That upends the conventional thinking that few bluefin tuna migrate to the eastern Pacific. As a result, scientists said the findings show that fishing restrictions must be imposed across the tuna’s range, and not just in one region of the Pacific, to ensure a recovery of the species.

Science Magazine

“Understanding when tuna mature and spawn, how many young are produced by adult fish of each age class, and how many of those young survive into adulthood is critical for knowing how much fishing the population can handle,” said study coauthor Andre Boustany, a research scientist at Duke University and a principal fisheries investigator for the Monterey Bay Aquarium.

“The research is helping to answer questions on the biology and ecology of Pacific bluefin tuna that will inform the stock assessment process and make the stock assessments more accurate,” Boustany added, noting that not much is known about the fish’s reproduction dynamics.

To gather data on tuna migration, Boustany and scientists from Monterey Bay Aquarium, Stanford and Harvard universities and the National Museum of Natural History, as well as from Japan, spend long days on boats, sometimes in rough conditions, to tag tuna and collect tissue samples for testing.

An equally big challenge is persuading fisheries to revamp tuna management practices.

“Any time you are talking about changing how fish are managed, it usually means affecting people’s livelihoods,” Boustany said. “And that means you can face a lot of resistance to change, especially if those changes to management mean that fishers should be catching fewer fish.

“This makes for complicated and intense fisheries management meetings with strong vested interests by most of the participants, and navigating this process can take more effort and time than the original science that fed into the process,” he added.

A school of Pacific bluefin tuna. (NOAA)

To achieve the targets agreed to in South Korea this month, nations must monitor the tuna population’s recovery and more closely track Pacific fisheries to ensure illegally caught tuna don’t make it to market.

“This is a significant and encouraging departure from the previous stance of this Commission,” Margaret Spring, chief conservation officer at the Monterey Bay Aquarium, said in a statement. “If it is implemented appropriately, it will recover the population.

“This will require all Pacific nations to follow through on their responsibilities – especially to comply with and enforce fishing quotas, monitor their catches and invest in additional research to advance our understanding of the basic biology and migration routes of Pacific bluefin tuna,” she added.

Bluefin tuna conservation expert Carl Safina, founder of the nonprofit Safina Center in New York, said the Commission’s decision was a step in the right direction, but it is nowhere near ambitious enough to ensure recovery of tuna populations.

He said the goal for Pacific bluefin tuna should be like that for most other fish, what fishing managers call a “full recovery.” That’s the number necessary to reach the “maximum sustainable yield” – taking as many tuna as possible without threatening the survival of the species. That target typically is around 60 percent of a fish’s historic population before industrial fishing began.

Safina added that it’s difficult to enforce international catch limits. He points to Japan, which has been accused of underreporting its fishing vessels’ hauls of southern bluefin tuna, a closely related species. And earlier this year, Japan exceeded an international catch quota on Pacific bluefin.

While science is important, Safina said that knowing more about tuna’s life histories alone won’t help conserve them.

“The problem is with us, not them,” he said. “What is unknown is whether they can really rebuild at this point. And how fast. Other than that, we know what’s needed: There is too much fishing, and there needs to be a lot less fishing.”

Disclosure: The writer previously received a conservation fellowship from the Safina Center.

TASK TO COMPLETE
Could you retype the bluefin tuna article from "To gather data" to "be catching fewer fish.", inclusive? The listing comes from a different source than the bluefin tuna article.

Items drawn from a data source
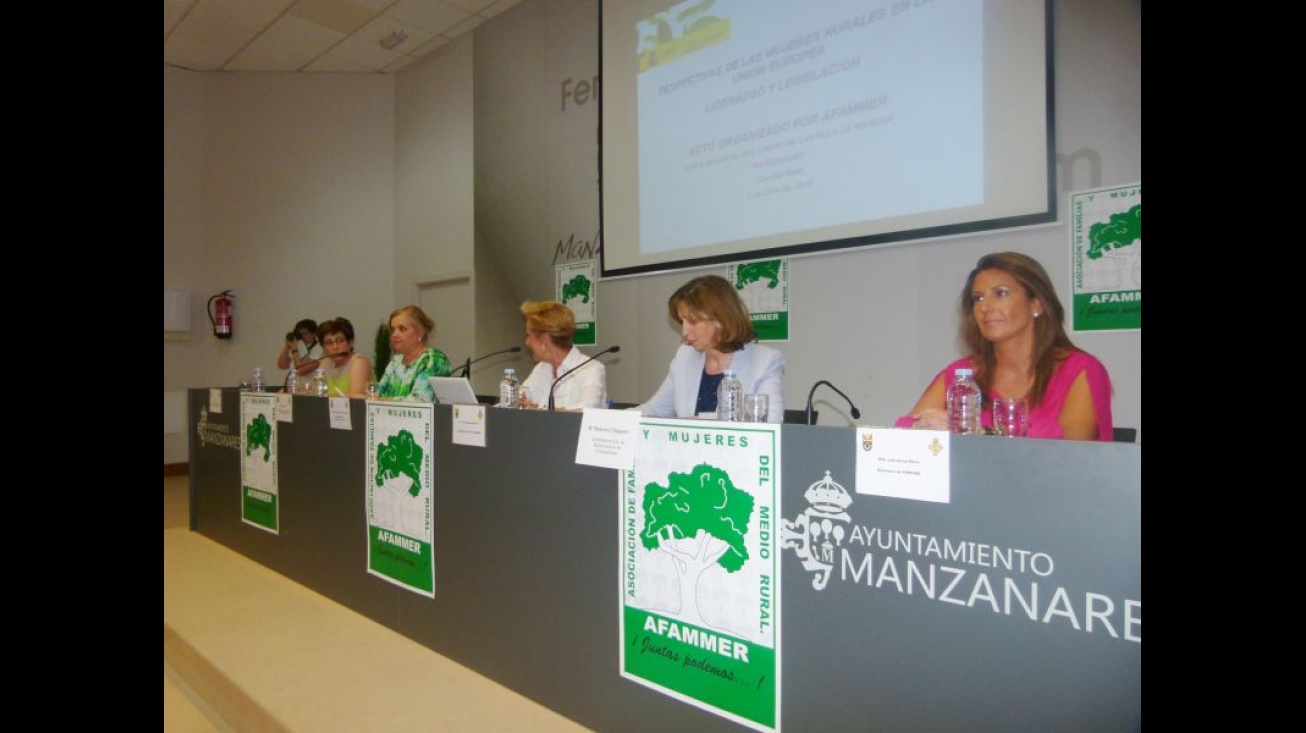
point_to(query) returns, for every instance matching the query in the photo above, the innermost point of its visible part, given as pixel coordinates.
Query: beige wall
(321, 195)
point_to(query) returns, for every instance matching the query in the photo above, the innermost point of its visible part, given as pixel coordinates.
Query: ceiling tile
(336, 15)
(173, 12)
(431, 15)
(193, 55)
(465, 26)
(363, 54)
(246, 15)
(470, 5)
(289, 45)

YOUR RESPONSE
To gather data on tuna migration, Boustany and scientists from Monterey Bay Aquarium, Stanford and Harvard universities and the National Museum of Natural History, as well as from Japan, spend long days on boats, sometimes in rough conditions, to tag tuna and collect tissue samples for testing.

An equally big challenge is persuading fisheries to revamp tuna management practices.

“Any time you are talking about changing how fish are managed, it usually means affecting people’s livelihoods,” Boustany said. “And that means you can face a lot of resistance to change, especially if those changes to management mean that fishers should be catching fewer fish.